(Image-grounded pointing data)
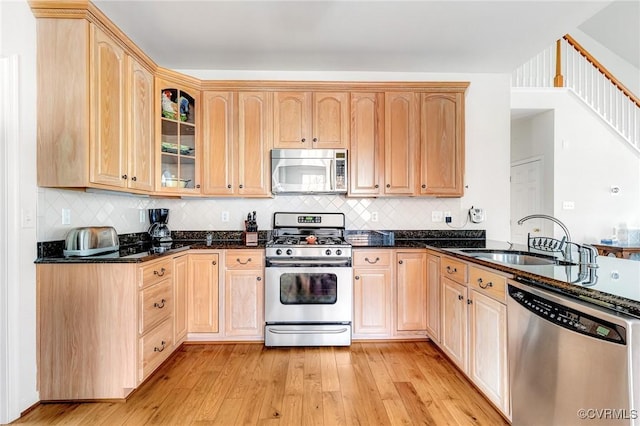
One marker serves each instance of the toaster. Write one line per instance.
(90, 241)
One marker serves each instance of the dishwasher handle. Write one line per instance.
(567, 317)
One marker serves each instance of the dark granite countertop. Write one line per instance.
(613, 284)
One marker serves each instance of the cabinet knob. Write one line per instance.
(484, 285)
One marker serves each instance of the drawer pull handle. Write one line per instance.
(484, 285)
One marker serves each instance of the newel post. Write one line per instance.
(558, 80)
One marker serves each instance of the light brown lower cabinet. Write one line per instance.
(102, 328)
(180, 311)
(433, 296)
(372, 290)
(244, 294)
(203, 293)
(411, 292)
(473, 332)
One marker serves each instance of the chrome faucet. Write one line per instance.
(551, 218)
(567, 249)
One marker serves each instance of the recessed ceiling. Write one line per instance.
(401, 36)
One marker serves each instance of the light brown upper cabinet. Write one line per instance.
(401, 138)
(177, 165)
(311, 120)
(94, 110)
(238, 133)
(366, 156)
(442, 144)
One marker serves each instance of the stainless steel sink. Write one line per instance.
(514, 257)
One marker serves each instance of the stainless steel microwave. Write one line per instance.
(309, 171)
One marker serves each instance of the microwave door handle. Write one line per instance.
(332, 175)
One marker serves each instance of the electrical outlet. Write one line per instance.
(66, 217)
(28, 218)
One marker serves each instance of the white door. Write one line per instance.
(526, 199)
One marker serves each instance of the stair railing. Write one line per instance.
(589, 80)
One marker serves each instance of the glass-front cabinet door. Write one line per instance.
(178, 169)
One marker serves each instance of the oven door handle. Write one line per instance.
(296, 262)
(283, 331)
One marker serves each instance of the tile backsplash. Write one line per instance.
(123, 212)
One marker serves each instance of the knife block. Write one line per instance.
(250, 239)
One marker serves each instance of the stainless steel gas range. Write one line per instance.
(308, 281)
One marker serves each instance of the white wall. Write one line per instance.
(532, 137)
(589, 158)
(18, 347)
(487, 177)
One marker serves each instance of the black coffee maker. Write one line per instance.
(159, 231)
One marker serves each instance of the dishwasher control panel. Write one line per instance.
(569, 318)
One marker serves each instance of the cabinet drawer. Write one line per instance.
(156, 304)
(156, 272)
(372, 258)
(453, 269)
(487, 282)
(155, 347)
(244, 259)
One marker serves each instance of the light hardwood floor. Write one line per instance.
(365, 384)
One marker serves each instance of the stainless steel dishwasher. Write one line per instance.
(570, 362)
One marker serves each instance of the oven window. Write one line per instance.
(308, 288)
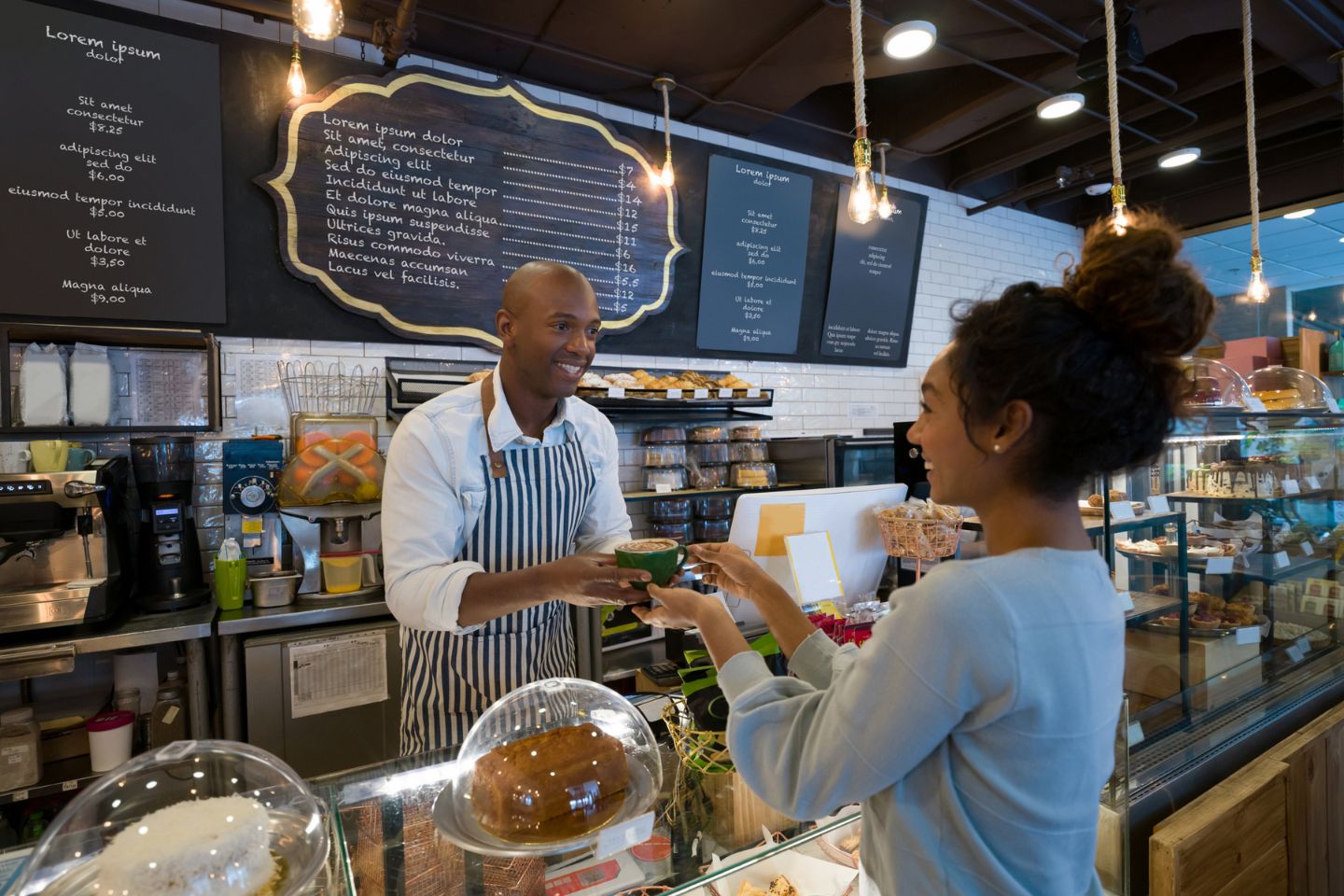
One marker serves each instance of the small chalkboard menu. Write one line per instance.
(756, 248)
(112, 193)
(412, 198)
(874, 269)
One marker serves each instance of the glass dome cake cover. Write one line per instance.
(195, 819)
(547, 768)
(1214, 383)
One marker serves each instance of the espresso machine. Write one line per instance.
(252, 517)
(67, 546)
(170, 553)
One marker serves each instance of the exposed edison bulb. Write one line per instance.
(296, 81)
(1257, 290)
(885, 207)
(319, 19)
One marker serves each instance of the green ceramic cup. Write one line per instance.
(230, 581)
(660, 558)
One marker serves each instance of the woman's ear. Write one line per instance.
(1014, 424)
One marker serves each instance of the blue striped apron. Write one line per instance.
(531, 514)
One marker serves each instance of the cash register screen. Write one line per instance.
(846, 513)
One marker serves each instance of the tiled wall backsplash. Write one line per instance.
(964, 259)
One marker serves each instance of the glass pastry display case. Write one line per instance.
(1226, 553)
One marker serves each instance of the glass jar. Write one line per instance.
(21, 749)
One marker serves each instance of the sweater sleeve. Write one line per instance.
(944, 657)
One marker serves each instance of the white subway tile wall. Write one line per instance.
(964, 259)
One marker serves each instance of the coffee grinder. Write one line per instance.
(252, 519)
(170, 553)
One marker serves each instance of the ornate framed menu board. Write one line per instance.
(112, 184)
(412, 198)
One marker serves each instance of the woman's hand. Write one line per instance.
(681, 609)
(730, 568)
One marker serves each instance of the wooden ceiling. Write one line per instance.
(962, 115)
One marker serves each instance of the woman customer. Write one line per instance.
(977, 724)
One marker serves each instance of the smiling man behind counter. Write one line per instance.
(498, 510)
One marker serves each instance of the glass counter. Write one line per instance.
(385, 841)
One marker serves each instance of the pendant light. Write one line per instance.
(885, 205)
(861, 192)
(319, 19)
(296, 82)
(1120, 217)
(1257, 290)
(666, 176)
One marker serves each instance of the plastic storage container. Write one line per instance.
(710, 453)
(669, 510)
(585, 755)
(753, 476)
(750, 452)
(342, 572)
(671, 477)
(712, 508)
(711, 529)
(679, 532)
(710, 476)
(666, 455)
(106, 840)
(665, 434)
(21, 749)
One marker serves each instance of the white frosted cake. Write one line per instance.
(195, 847)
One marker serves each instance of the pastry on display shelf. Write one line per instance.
(175, 849)
(553, 786)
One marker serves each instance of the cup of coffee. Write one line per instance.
(49, 455)
(660, 558)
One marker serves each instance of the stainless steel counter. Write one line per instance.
(302, 613)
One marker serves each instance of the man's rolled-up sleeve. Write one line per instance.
(422, 529)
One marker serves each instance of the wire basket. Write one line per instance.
(309, 388)
(919, 539)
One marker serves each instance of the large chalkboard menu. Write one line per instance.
(110, 201)
(874, 269)
(412, 198)
(756, 251)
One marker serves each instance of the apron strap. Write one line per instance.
(497, 469)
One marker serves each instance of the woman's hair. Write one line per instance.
(1096, 357)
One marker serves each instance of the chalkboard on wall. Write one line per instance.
(756, 248)
(871, 300)
(112, 202)
(412, 198)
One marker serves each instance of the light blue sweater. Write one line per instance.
(977, 725)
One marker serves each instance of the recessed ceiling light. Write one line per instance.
(909, 39)
(1065, 104)
(1178, 158)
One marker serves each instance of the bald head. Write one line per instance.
(542, 281)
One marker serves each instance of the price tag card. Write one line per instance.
(1135, 734)
(622, 837)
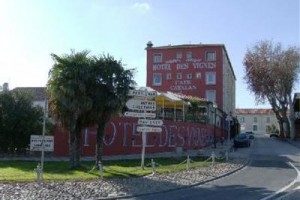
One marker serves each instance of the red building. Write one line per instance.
(202, 70)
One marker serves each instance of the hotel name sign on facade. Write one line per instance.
(183, 65)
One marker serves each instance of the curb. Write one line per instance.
(179, 187)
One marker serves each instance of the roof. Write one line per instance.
(192, 46)
(186, 46)
(38, 93)
(251, 111)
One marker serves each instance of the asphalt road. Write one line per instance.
(270, 174)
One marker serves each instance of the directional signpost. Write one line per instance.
(150, 122)
(140, 115)
(149, 129)
(142, 93)
(144, 107)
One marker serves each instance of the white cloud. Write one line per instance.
(141, 7)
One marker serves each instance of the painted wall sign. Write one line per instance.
(121, 137)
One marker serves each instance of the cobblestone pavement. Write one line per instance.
(117, 187)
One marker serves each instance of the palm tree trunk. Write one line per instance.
(72, 149)
(99, 140)
(75, 137)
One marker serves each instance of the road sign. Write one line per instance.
(148, 129)
(145, 105)
(36, 143)
(150, 122)
(142, 93)
(140, 115)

• **Instructions for the task**
Your copy of the entries above must be exact and must not include pictures.

• **Output of the exercise**
One marker serves each instance of the toaster. Write one line per instance.
(90, 241)
One marker serves each instance of the dishwasher handle. Write one line per instance.
(567, 317)
One marker serves each instance of the dark granite countertop. Write one line per instance.
(613, 284)
One marker serves each instance of the cabinet knob. Write one line per instance.
(484, 285)
One marker serves each instance of the drawer pull handle. Write one line per instance.
(484, 285)
One marker serves each instance of the newel post. Write one line per instance.
(558, 80)
One marker serves each instance of the light brown lower cabinet. Write one line per instance.
(102, 328)
(180, 311)
(433, 296)
(372, 290)
(244, 294)
(203, 293)
(411, 292)
(473, 332)
One marker serves each instance of the chrome faucet. Write one line per instance.
(551, 218)
(567, 249)
One marker serves each instance of the recessed ceiling. Write one line per instance.
(401, 36)
One marker serves each instance of the light brown upper cabinet. Write one line per instance.
(401, 138)
(177, 165)
(311, 120)
(94, 110)
(238, 133)
(366, 156)
(442, 144)
One marker serves each instance of the stainless steel sink. Write one line per instance.
(514, 257)
One marker serves each instance of the stainless steel microwave. Write one line per instance.
(309, 171)
One marker serves each instance of the microwave door handle. Write one line per instance.
(332, 175)
One marker serves each instance of the electrical outlet. Write one line per instance.
(66, 217)
(28, 218)
One marker serves each instance of the white door. Write one line per instance.
(526, 199)
One marker serves each instance of the stair railing. Write one line per instance.
(589, 80)
One marker serves each instance of the glass-front cabinet door. Write one line per instance.
(178, 169)
One marker serves each instance of the oven door handle. Write one line per instance.
(296, 262)
(283, 331)
One marker serves each instance of the tile backsplash. Write one line per instance.
(123, 212)
One marker serves each instance of the knife block. Write one line per instance.
(250, 239)
One marker serves each instance of the stainless steel gas range. Write one line per instance.
(308, 281)
One marker serves each instance of the white wall. Write one line per instance.
(532, 137)
(589, 158)
(18, 347)
(487, 177)
One marker serves each instance of the black coffee maker. Write one line per instance.
(159, 231)
One marker serves each instance of the dishwasher control panel. Write one line per instance.
(569, 318)
One marker serves each instance of the cabinet drawer. Write one line per instance.
(156, 304)
(156, 272)
(372, 258)
(453, 269)
(487, 282)
(155, 347)
(244, 259)
One marker serves each instance of the light hardwood floor. Write one line per instance.
(365, 384)
One marker serves each instance of the stainless steel dishwasher. Write one line per instance.
(570, 362)
One marker serves each instance of the oven window. Write one line per instance.
(308, 288)
One marker serves each instance of the small chalkboard menu. Write one line per instance.
(756, 248)
(112, 193)
(412, 198)
(874, 269)
One marker serves each instance of the glass dome cake cover. Write one line per instance.
(195, 819)
(547, 768)
(1214, 383)
One marker serves each instance of the espresso machine. Write one line per instance.
(252, 517)
(67, 546)
(170, 553)
One marker serves each instance of the exposed edison bulb. Write one line per instance.
(296, 81)
(1257, 290)
(885, 207)
(319, 19)
One marker serves each instance of the green ceramic cup. Write one line per instance.
(230, 581)
(660, 558)
One marker serves each instance of the woman's ear. Write one line per instance.
(1014, 424)
One marker serves each instance of the blue striped apron. Write one line per instance.
(531, 514)
One marker serves each instance of the cash register screen. Write one line per instance.
(846, 513)
One marker serves each instance of the tiled wall backsplash. Write one line per instance.
(964, 259)
One marker serves each instance of the glass pastry display case. Write one line per instance.
(1226, 553)
One marker serves each instance of the glass jar. Write one line per instance.
(21, 749)
One marker serves each instance of the sweater sleeve. Write one line per instance.
(944, 657)
One marker serves each instance of the white subway tile wall. Write one line per instance.
(964, 259)
One marker serves each instance of the coffee grinder. Write one line per instance.
(252, 519)
(170, 553)
One marker serves each instance of the ornate framed menu board. Write one line per instance.
(112, 184)
(412, 198)
One marker serves each instance of the woman's hand. Write one line per instance.
(681, 609)
(730, 568)
One marker serves each instance of the wooden ceiling. Write one line per instance.
(962, 115)
One marker serves each instance of the woman customer. Write one line per instance.
(977, 724)
One marker serves each instance of the smiling man behind counter. Write one line per instance.
(498, 510)
One marker serves each instance of the glass counter. Write one line per instance.
(385, 841)
One marker serves each instance of the pendant light. Write one line per instance.
(885, 205)
(861, 192)
(319, 19)
(296, 82)
(1120, 217)
(1257, 290)
(666, 176)
One marker serves each instance of the plastic storage container. Write one line per instance.
(710, 453)
(669, 510)
(585, 755)
(753, 476)
(750, 452)
(342, 572)
(671, 477)
(712, 508)
(711, 529)
(679, 532)
(710, 476)
(666, 455)
(106, 840)
(665, 434)
(21, 749)
One marker serves each instance of the white frosted cake. Write one line per instance.
(195, 847)
One marker serves each instance of the pastry on display shelf. Write one line per instance.
(175, 849)
(553, 786)
One marker serves each instance of the cup of coffee. Write one line per instance.
(49, 455)
(660, 558)
One marker serves each instance of the stainless steel counter. Write one line per instance.
(302, 613)
One marker serves each instance of the man's rolled-up sleeve. Write one line per instance.
(422, 529)
One marker serves each instance of the wire basket. Write one line per instance.
(309, 388)
(919, 539)
One marker serves each instance of the large chalkboard menu. Write one line per instance.
(110, 201)
(874, 269)
(412, 198)
(756, 251)
One marker serves each instance of the apron strap. Write one line per instance.
(497, 469)
One marker serves each instance of the woman's hair. Write one line per instance.
(1096, 357)
One marker serves each instance of the chalkboard on wall. Write one line per instance.
(756, 248)
(871, 300)
(112, 202)
(412, 198)
One marker serves each instance of the light blue sweater. Write one line per instance.
(977, 725)
One marker serves each instance of the recessed ceiling light. Write one line per instance.
(909, 39)
(1065, 104)
(1178, 158)
One marker serves each instance of the bald head. Write one line per instance.
(542, 281)
One marker serves each instance of the price tag card. Write one line per instance.
(1135, 734)
(622, 837)
One marker serves each instance of the red building. Write one line per instance.
(202, 70)
One marker serves each instance of the hotel name sign on facade. Write one line per instance.
(183, 65)
One marker serves each instance of the curb. Write one line per instance.
(179, 187)
One marker serves each instance of the roof. Write one line per instance.
(192, 46)
(186, 46)
(38, 93)
(251, 111)
One marker serves each instance of the asphalt road. Write one line per instance.
(270, 174)
One marker serves each instance of the directional signpost. Write one line per instance.
(150, 122)
(140, 115)
(149, 129)
(142, 93)
(144, 107)
One marker serves each instance of the white cloud. Write one line per instance.
(141, 7)
One marker serves each instance of the painted wall sign. Write one line per instance.
(121, 137)
One marker serves each instance of the cobblestone pavement. Write one line per instance.
(117, 187)
One marker serves each instance of the palm tree trunk. Write one line per instance.
(72, 149)
(99, 140)
(75, 137)
One marker serves each instance of the road sign. Write one line per instance.
(148, 129)
(145, 105)
(36, 143)
(150, 122)
(142, 93)
(140, 115)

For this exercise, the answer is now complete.